Reading passage:
§

DAC ABX Test Phase 1: Does a SOTA DAC sound the same as a budget DAC if proper controls are put in place? Spoiler: Probably yes. :)

dasdoing · Oct 9, 2022

lol at that funky rise of FR in the highs. you would expect that you can identify this in the silabance

xaviescacs · Oct 10, 2022

dominikz said:
As we see, out of the total 350 attempts we have a total of 19 attempts that beat the lax <5% p-value criteria; out of those 19 attempts 10 were borderline for the more strict <1% criteria, and only 4 were well below it - scoring 15 or all 16 correct out of 16 trials.

As I've commented before, statistically there are two populations here, as the 4 cases on the right are very unlikely to be generated by a gaussian with the sample mean and variance. A simple t-test would confirm that, but it's quite obvious. Of course it can happen by change, but this chance is really low, or put in another way, the probability of the outcome you get, the distribution, is generated by a gaussian with the sample mean and variance is very low, so it's more likely there are two populations. Intuitively, gaussians decay very quickly and very deeply, they don't revive so to speak.

dominikz said:
Note that here I'm saying 'attempts' instead of 'participants' - this is because a few participants reported they took the test more than once.

Do you know if the 4 attempts on the right are performed by people with other attempts? Are they performed by 4 different subjects? I ask this because the variable person is meaningful here, as one's knwoledge, training and capacity make all the difference, so we can't loose track of this variable.

From here perhaps next steps would be to confirm that these people are indeed capable of always telling apart the tow DACs, and then just ask them how they do it, so we all can learn. Then this knowledge could be taught to a small random sample of people of the read reagion and make them do the test again, and if they can then prove to be able to tell the DACs apart, you would have a very nice proof that with training, anyone can hear very subtle differences. Or I'm just building castles in the air?

dominikz · Oct 10, 2022

@xaviescacs Thanks a lot for (another) thoughtful response!

xaviescacs said:
Do you know if the 4 attempts on the right are performed by people with other attempts? Are they performed by 4 different subjects? I ask this because the variable person is meaningful here, as one's knwoledge, training and capacity make all the difference, so we can't loose track of this variable.

I cannot reliably say, sadly - there are clues in the metadata sometimes that may indicate the same person took the test multiple times, but really I cannot be certain. There is no way for me to identify individual test participants - it is an anonymous test.

Also, please note that it is possible to 'cheat' in this test, as the FR differences between sound clips in the stream can be measured - see post #76 where I show the difference between the files, and then posts #140 and #141 where another user suggested this. Another example of how the test can be made easier can be found in post #98.

IMHO there is unfortunately not enough control in this test to assume that an individual participant who scored highly actually heard a difference, and it is also quite possible that some of those who scored under the threshold could score better under controlled circumstances and/or with training.

TBH my intention here was just to provide a simple-to-use demonstration illustrating that differences between very different measuring DAC can be much smaller than anticipated (looking at the data and/or price) - and I hoped this would be especially interesting to those that otherwise hadn't had a chance to participate in a level-matched, double-blind ABX test.

§

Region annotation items
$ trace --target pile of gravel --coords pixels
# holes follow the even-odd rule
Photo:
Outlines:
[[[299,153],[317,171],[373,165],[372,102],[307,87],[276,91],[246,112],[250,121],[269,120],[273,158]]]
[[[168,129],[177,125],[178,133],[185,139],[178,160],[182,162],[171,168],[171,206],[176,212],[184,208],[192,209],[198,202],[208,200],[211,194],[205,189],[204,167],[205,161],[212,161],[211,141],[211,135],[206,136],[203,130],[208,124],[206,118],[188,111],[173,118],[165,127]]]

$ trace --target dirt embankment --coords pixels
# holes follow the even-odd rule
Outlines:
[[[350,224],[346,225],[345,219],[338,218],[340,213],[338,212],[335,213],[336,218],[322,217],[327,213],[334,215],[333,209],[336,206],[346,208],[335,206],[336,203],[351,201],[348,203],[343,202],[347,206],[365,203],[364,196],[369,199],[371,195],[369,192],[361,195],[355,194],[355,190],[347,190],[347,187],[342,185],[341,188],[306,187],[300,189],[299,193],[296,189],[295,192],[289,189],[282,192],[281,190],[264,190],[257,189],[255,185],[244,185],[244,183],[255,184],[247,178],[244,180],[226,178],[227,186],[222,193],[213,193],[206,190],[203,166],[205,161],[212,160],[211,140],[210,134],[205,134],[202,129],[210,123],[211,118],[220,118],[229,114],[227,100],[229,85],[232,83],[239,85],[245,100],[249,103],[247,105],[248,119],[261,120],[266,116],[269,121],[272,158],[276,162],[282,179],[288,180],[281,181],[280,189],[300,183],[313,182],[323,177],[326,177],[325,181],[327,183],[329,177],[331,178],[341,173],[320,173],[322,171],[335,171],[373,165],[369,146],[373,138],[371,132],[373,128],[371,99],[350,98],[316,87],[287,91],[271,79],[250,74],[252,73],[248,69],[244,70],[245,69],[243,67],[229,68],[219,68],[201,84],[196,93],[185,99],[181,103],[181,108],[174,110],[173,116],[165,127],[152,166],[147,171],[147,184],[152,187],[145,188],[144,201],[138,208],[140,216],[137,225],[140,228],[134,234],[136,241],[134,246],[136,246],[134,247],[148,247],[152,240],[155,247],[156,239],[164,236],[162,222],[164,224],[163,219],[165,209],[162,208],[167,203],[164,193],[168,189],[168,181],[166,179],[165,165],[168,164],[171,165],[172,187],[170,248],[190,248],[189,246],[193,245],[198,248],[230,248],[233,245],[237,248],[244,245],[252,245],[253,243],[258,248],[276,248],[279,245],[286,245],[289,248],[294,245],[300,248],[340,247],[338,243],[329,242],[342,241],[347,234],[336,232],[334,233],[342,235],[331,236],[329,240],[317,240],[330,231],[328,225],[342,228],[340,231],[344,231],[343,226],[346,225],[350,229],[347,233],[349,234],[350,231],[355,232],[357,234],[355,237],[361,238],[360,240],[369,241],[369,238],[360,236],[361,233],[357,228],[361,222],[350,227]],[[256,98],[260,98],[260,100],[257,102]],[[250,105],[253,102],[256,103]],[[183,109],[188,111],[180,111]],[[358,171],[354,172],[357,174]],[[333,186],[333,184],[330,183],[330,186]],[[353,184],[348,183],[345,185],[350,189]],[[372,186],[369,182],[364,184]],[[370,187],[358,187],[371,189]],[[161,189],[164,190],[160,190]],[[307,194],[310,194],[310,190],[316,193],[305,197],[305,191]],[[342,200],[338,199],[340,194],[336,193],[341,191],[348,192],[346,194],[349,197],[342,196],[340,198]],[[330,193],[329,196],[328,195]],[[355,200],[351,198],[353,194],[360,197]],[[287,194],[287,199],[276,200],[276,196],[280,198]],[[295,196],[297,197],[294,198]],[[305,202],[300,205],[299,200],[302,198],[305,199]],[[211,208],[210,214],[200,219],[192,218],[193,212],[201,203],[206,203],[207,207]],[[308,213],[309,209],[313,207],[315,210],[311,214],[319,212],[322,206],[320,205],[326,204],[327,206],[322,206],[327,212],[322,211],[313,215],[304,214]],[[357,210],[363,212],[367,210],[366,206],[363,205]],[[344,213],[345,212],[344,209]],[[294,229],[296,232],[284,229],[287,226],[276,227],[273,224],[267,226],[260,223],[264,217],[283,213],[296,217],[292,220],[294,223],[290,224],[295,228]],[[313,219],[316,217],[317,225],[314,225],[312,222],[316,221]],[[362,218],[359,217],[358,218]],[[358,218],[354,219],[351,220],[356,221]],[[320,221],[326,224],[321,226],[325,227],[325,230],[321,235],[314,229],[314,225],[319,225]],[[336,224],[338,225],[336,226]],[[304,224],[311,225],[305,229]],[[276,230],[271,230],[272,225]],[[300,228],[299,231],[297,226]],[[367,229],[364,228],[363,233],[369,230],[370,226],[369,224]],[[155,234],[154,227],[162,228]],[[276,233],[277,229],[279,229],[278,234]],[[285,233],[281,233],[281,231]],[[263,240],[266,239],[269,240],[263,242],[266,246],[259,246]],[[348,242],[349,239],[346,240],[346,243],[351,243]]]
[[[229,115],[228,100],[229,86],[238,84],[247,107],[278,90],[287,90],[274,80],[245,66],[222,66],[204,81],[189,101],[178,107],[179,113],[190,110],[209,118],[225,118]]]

§

What is expected: Give every post number that the DAC ABX test thread above refers to.

Reply: #76, #140, #141, #98